| Activity |
Without skipping anything, print all of the data exactly.

─── Excerpted records

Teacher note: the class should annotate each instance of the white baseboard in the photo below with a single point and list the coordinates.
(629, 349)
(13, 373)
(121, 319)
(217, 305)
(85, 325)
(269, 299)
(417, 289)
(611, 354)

──────

| Completed exercise |
Teacher note: the class should annotate each instance of the white baseboard in the photo below with a single point and list the coordinates.
(629, 349)
(13, 373)
(121, 319)
(217, 305)
(85, 325)
(269, 299)
(417, 289)
(611, 354)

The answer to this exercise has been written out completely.